### [Work instructions]
In the entries from the line with "Where would you say the mountain ridge" up to and including the line with "42,0 -> 516,366", change "ash cloud" to "ash plume" and give those lines again with everything else left as it is.

++++ Material

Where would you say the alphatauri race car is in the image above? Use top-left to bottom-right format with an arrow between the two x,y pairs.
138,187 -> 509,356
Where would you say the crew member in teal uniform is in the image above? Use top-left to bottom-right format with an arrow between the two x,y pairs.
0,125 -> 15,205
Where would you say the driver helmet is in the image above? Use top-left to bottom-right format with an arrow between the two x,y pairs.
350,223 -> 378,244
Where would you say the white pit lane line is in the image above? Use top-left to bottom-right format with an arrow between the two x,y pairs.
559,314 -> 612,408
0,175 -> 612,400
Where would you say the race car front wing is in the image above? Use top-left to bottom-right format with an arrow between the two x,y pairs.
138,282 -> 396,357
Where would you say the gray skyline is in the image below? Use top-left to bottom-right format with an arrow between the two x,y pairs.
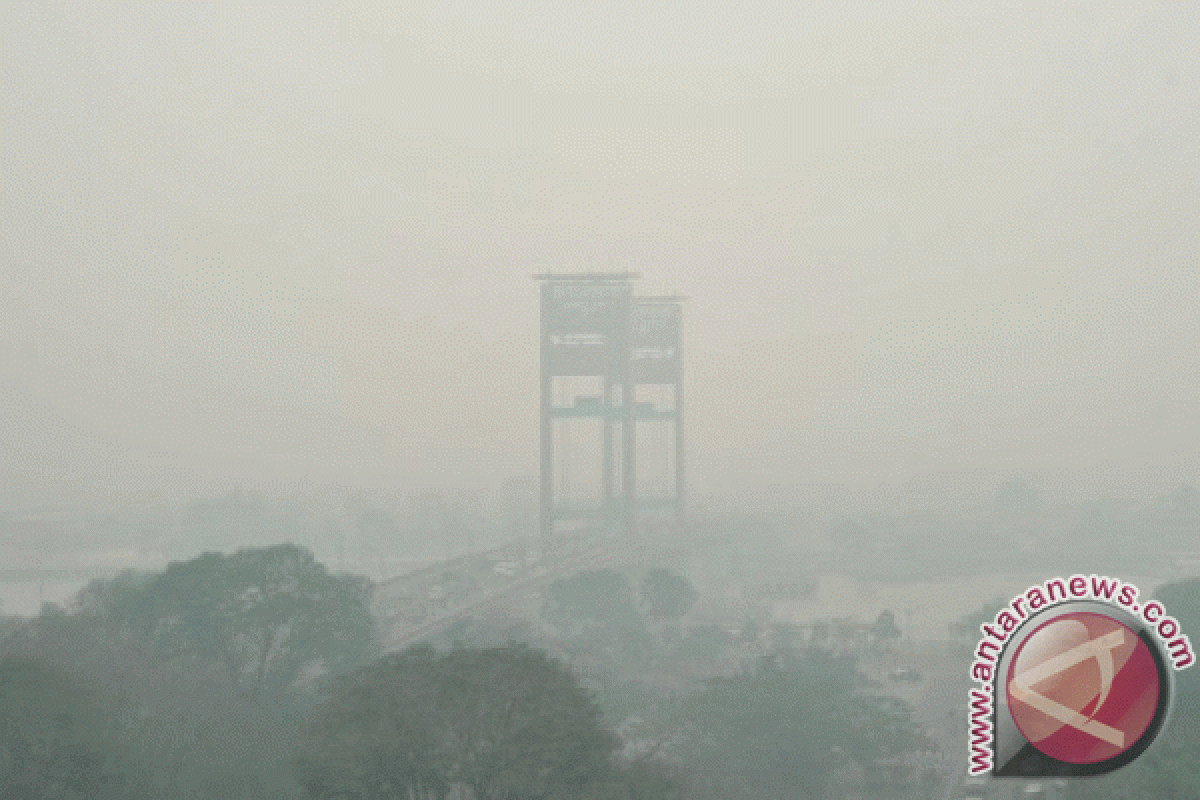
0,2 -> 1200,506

++++++++
++++ Material

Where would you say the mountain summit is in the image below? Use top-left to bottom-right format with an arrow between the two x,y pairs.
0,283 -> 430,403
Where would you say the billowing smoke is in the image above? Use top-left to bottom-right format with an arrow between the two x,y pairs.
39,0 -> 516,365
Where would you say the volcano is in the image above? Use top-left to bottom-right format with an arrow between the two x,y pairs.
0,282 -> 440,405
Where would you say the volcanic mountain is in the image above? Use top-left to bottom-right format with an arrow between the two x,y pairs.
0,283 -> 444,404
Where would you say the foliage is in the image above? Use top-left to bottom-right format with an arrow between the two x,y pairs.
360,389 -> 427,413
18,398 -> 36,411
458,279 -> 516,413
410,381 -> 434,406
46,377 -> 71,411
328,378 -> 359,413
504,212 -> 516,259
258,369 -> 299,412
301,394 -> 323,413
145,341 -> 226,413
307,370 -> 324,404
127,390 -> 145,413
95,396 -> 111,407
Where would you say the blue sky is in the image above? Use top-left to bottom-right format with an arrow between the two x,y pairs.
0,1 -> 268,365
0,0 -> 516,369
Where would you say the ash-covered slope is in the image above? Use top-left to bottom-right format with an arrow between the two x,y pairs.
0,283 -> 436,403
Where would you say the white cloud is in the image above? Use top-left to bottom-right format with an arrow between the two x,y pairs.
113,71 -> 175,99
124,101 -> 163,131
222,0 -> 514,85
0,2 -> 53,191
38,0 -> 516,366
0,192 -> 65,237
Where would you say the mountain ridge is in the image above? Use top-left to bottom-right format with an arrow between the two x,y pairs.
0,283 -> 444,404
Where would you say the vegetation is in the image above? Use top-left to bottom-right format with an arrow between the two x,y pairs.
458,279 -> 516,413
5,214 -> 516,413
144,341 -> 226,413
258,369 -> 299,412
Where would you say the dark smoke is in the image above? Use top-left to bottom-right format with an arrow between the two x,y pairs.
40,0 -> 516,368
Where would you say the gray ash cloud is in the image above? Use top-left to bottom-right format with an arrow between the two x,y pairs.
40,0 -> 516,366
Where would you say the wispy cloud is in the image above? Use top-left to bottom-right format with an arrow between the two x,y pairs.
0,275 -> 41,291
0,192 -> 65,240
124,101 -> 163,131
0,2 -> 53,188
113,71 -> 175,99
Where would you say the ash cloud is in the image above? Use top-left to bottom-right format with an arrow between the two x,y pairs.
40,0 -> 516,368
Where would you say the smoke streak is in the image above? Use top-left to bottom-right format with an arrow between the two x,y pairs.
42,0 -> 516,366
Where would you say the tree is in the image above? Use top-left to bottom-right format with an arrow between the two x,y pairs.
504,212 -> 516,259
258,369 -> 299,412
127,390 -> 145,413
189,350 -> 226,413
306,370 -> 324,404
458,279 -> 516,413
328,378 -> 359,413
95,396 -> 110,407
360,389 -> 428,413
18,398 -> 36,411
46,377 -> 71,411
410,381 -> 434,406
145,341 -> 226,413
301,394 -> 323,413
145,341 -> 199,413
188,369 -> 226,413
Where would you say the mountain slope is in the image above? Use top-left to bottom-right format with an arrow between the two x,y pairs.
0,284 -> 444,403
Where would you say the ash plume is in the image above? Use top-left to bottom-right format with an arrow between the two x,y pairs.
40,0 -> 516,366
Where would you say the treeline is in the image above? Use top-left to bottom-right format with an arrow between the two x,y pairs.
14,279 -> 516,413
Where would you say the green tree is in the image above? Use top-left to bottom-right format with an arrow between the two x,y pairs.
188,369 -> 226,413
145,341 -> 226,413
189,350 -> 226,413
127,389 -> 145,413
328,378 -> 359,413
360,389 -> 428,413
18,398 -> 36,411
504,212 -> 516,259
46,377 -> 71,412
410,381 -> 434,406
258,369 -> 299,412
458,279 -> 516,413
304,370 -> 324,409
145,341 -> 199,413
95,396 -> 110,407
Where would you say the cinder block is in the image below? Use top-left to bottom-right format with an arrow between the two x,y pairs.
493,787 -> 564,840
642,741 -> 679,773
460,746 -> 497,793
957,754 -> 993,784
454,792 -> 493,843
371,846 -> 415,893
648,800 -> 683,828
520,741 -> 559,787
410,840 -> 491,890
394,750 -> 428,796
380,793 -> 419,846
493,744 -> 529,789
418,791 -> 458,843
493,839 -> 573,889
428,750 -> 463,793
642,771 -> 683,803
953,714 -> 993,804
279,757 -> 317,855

++++++++

### [Worked solution]
Where would you say the mountain ridge is in the image above? Use top-left to bottom-right format with an arrow between the two x,y pairs.
0,283 -> 444,404
Where would you say the vegetation is in the image above? Use top-left to bottom-right format with an arrow between the two x,y pairs.
458,279 -> 516,413
5,214 -> 516,413
144,341 -> 226,413
258,369 -> 299,412
Where would you say the dark smoke is in the image above? Use top-left to bottom-right format with an arrow between the two x,y pairs.
40,0 -> 516,368
Where would you say the gray ash plume is in the image above? Use top-left to bottom-right format with an arrow between the two x,y pairs.
40,0 -> 516,366
Where would you say the wispy cloud is in the image above? Use top-left to bottom-right format with an arrow between the two x,y pairs.
0,275 -> 41,291
0,192 -> 65,240
124,101 -> 163,131
0,2 -> 53,188
113,71 -> 175,99
Where would you say the ash plume is in the image above? Use top-left to bottom-right format with an arrow between the two x,y pairs.
40,0 -> 516,368
Where would you say the smoke streak is in the image above? Use top-left to bottom-right format with an arrow between the two x,y pairs.
42,0 -> 516,366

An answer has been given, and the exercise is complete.